→ RECORDS FOR THE TASK
>>>>

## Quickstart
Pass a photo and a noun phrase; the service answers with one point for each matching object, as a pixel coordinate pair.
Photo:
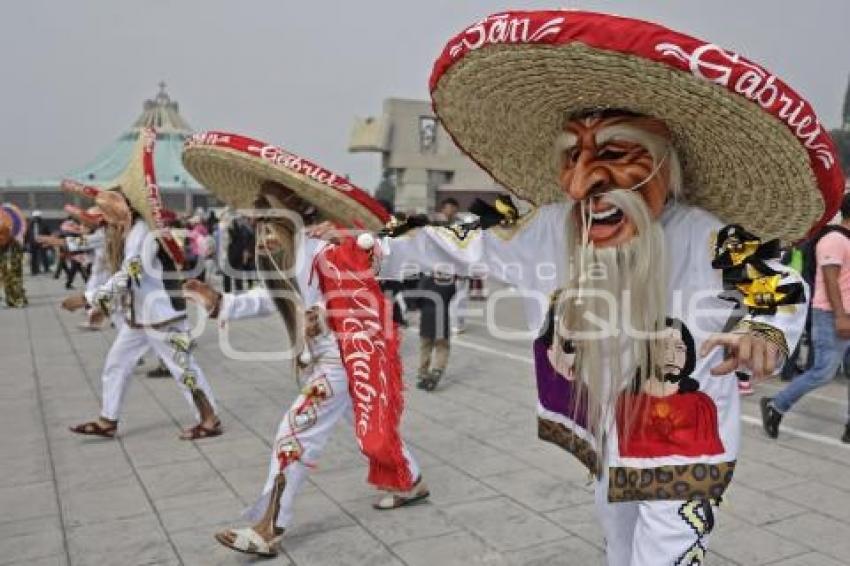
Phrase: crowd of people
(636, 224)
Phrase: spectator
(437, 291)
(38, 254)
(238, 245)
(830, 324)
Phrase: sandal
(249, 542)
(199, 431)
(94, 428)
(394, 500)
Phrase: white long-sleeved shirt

<<<<
>>>>

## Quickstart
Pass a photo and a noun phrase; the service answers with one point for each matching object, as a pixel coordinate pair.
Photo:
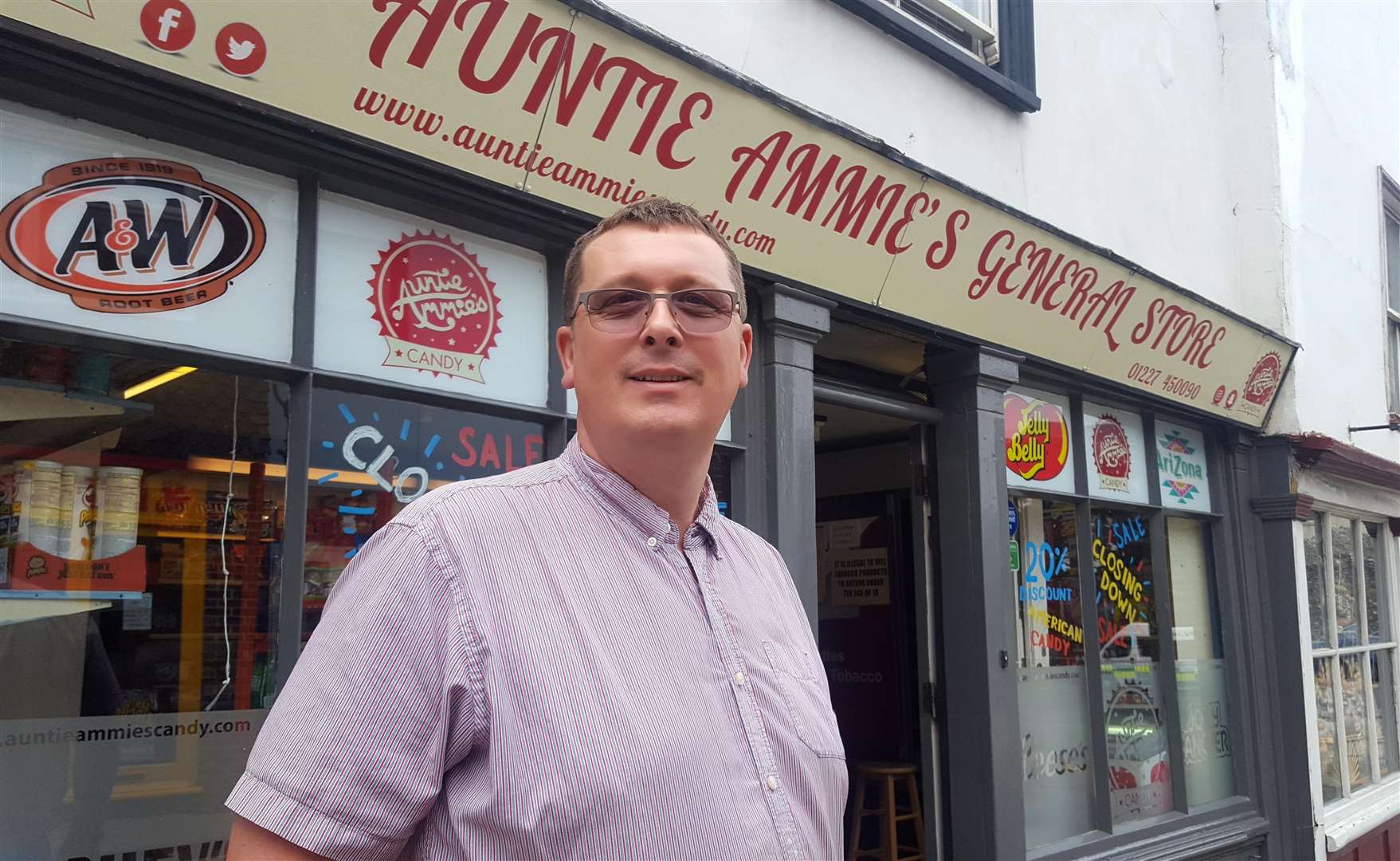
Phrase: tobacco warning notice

<<<<
>>>>

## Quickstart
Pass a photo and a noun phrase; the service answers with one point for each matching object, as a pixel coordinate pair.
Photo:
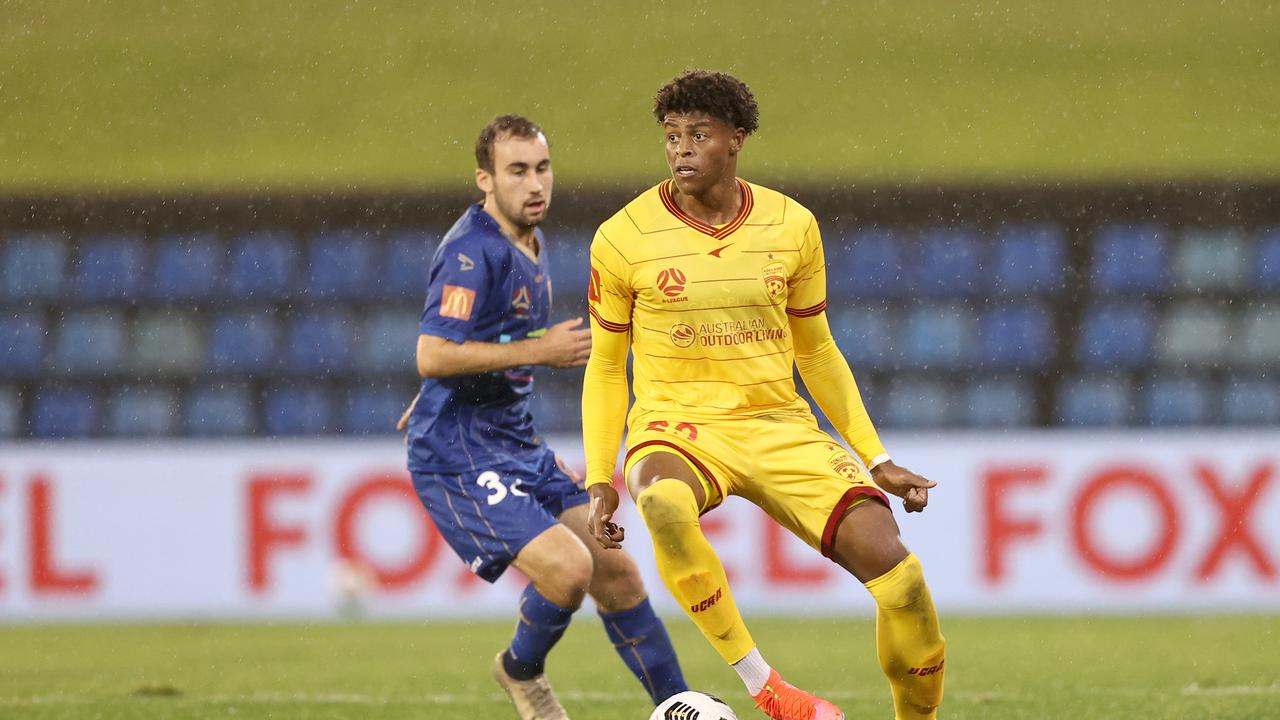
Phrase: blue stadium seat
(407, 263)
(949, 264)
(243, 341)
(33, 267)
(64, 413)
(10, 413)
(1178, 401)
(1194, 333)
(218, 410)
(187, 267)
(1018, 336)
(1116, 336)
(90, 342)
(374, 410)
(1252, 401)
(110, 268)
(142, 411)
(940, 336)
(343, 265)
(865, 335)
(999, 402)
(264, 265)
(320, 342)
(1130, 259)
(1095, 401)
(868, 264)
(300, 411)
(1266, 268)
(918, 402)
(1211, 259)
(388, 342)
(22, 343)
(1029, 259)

<<<<

→ WHAT THIS TASK INVOLVES
Output the lines of the listing from the line containing "Phrase: spectator" through the line containing "Phrase: white long-sleeved shirt", both included, copying them without any change.

→ TASK RESPONSE
Phrase: spectator
(437, 291)
(38, 254)
(238, 245)
(830, 324)
Phrase: sandal
(249, 542)
(199, 431)
(94, 428)
(394, 500)
Phrase: white long-sleeved shirt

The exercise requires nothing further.